:: Requirements ::
Return the passage of the article on UAE banks and the financial crisis between "The decongested streets" and "in the UAE.", inclusive, copied word for word.

The decongested streets of Dubai seem strangely incongruent with the message that the federal government of the United Arab Emirates (UAE) would have you to believe — that the effects of the global financial crisis haven not been severe in the UAE.
Egyptian investment bank EFG-Hermes estimates that the total population of the UAE — of which more than 80 percent is comprised of expatriates — will contract by 5.5 percent by the end of this year, propelled by Dubai which is forecasted to lose 17 percent of its inhabitants. While the well-endowed government saves its economy through multi-billion dollar bond issuances, setting up emergency funding facilities and pumping numerous liquidity injections into the banking sector, bankers can take a big sigh of relief, but not for long. Indeed, the deep-pocketed sovereign is propping up the country’s banking system — addressing major issues such as tightened liquidity conditions and toughening up their risk management strategies. But with the ailing real estate market and soaring job cuts, banks have more to worry about than just increasing their cash flow.
In order to efficiently manage the effects of the financial crisis, the UAE sovereign entities are aiding the banking sector to positively, and briskly, move forward. With liquidity conditions finally looking up, analysts say the UAE economy — including its banking sector — is on the mend. As the world faces an indefinite period of recession and recovery, many investors are looking for safe havens to secure financial opportunities. Once the real estate sector hits rock bottom, the UAE hopes individuals and investors alike will flock back to the country, allowing Dubai to continue its reign as the region’s top trading and business hub.
With its affluent, robust government standing behind it, the UAE banking sector is well positioned to fight the crisis head on. Unfortunately, the ongoing property crisis has taken its toll on banks’ profitability and swollen their portfolios. The government has tried to jump-start recovery through various cash injections and recapitalizations, and there are hints of mergers and acquisitions among the UAE’s 52 banks. Bankers are hoping that this year will be less tumultuous than the last, aiming for conservative risk management policies and overall cautious moves.
Sheltered from on top
With the largest debt in the Gulf, the UAE’s only hope is through its sovereign entities, like Dubai Inc. Dubai Inc. is a collection of government-owned companies with an estimated $80 billion in short-term debt to date, a significant increase from the $60 billion debt it had in November of last year.
Once the global financial crisis washed over the Gulf, the federal government of the Emirates reacted “practically overnight,” according to Rajai Ayyash, country manager for UAE, Kuwait and Oman at The Bank of New York Mellon.

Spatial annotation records
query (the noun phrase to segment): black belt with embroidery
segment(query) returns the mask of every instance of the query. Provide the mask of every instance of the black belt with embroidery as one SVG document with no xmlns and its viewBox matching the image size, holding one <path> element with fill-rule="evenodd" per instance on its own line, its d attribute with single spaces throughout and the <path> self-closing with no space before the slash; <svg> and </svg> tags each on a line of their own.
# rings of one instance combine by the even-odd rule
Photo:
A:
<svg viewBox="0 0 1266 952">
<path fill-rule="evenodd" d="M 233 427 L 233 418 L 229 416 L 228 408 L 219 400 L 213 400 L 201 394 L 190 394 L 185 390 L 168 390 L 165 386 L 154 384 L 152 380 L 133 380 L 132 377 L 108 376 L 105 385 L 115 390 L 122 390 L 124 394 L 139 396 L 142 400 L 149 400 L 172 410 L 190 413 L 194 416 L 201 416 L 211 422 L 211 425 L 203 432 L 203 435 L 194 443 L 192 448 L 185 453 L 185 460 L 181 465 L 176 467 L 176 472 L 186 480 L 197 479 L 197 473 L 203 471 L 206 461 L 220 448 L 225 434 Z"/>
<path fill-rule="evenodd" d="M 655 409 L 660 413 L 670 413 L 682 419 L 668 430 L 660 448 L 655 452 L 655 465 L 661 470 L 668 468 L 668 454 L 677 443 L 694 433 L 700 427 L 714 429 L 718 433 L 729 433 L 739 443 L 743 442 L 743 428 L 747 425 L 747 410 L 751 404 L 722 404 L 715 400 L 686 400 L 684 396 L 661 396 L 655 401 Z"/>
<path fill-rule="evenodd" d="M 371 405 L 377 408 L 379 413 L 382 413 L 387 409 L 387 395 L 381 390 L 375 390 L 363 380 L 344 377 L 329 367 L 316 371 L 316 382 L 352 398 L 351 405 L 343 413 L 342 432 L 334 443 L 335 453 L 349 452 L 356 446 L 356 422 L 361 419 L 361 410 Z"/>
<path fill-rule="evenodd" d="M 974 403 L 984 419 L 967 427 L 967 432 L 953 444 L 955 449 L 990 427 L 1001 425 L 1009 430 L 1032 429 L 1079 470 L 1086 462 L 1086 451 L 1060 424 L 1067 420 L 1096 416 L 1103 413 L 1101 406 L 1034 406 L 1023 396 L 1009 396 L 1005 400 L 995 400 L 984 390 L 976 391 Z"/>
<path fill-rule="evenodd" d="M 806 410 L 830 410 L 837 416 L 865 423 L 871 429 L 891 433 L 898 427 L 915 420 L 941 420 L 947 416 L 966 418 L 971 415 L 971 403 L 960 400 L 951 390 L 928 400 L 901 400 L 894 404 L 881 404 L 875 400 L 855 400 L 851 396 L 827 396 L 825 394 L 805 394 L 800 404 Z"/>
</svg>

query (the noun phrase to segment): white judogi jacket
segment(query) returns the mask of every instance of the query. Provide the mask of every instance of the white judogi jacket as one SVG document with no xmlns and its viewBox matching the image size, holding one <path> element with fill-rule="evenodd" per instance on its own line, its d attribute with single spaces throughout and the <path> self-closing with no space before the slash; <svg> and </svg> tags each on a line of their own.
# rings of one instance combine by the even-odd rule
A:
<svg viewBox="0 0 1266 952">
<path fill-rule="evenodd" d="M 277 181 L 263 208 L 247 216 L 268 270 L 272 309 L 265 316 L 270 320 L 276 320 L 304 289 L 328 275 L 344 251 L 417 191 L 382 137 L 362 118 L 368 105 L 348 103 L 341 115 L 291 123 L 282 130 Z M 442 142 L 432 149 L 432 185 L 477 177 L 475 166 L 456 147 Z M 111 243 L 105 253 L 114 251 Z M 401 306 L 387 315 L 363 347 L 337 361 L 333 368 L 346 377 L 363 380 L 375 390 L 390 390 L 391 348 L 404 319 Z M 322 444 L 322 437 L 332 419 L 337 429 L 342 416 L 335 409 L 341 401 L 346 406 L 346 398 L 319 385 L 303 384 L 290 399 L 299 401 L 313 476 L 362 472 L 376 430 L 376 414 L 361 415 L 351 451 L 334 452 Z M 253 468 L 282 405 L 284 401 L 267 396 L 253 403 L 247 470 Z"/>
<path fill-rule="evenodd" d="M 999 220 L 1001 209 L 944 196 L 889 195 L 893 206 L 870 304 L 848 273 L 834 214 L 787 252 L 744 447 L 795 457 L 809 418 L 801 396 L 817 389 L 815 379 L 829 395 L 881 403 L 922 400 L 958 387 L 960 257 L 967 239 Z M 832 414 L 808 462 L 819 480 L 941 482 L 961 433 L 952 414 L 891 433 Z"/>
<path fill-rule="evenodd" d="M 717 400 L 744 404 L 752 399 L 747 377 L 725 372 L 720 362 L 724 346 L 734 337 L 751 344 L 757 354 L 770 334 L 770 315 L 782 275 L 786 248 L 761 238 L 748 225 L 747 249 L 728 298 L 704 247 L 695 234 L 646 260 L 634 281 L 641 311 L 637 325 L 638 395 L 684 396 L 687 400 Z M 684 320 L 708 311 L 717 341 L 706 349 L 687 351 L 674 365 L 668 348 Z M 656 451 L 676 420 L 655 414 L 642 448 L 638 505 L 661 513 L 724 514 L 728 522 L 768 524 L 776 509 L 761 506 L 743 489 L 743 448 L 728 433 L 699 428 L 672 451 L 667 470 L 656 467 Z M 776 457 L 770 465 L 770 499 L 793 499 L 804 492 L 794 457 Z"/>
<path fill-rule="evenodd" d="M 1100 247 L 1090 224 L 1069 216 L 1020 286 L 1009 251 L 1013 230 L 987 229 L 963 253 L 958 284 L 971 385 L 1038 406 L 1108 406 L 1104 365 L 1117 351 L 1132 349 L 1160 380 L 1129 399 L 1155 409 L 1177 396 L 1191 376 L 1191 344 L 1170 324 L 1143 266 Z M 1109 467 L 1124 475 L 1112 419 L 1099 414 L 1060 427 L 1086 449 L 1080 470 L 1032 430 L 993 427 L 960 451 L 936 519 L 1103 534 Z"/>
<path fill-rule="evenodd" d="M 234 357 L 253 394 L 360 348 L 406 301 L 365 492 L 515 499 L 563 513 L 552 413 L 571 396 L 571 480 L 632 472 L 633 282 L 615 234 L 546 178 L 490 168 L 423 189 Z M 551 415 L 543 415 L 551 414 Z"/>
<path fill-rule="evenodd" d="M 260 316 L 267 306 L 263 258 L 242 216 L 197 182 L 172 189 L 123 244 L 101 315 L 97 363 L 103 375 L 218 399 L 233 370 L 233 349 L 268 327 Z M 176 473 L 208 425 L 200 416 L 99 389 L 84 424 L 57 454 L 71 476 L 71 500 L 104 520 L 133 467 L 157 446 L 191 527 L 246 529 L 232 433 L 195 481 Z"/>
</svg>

:: Task result ::
The decongested streets of Dubai seem strangely incongruent with the message that the federal government of the United Arab Emirates (UAE) would have you to believe — that the effects of the global financial crisis haven not been severe in the UAE.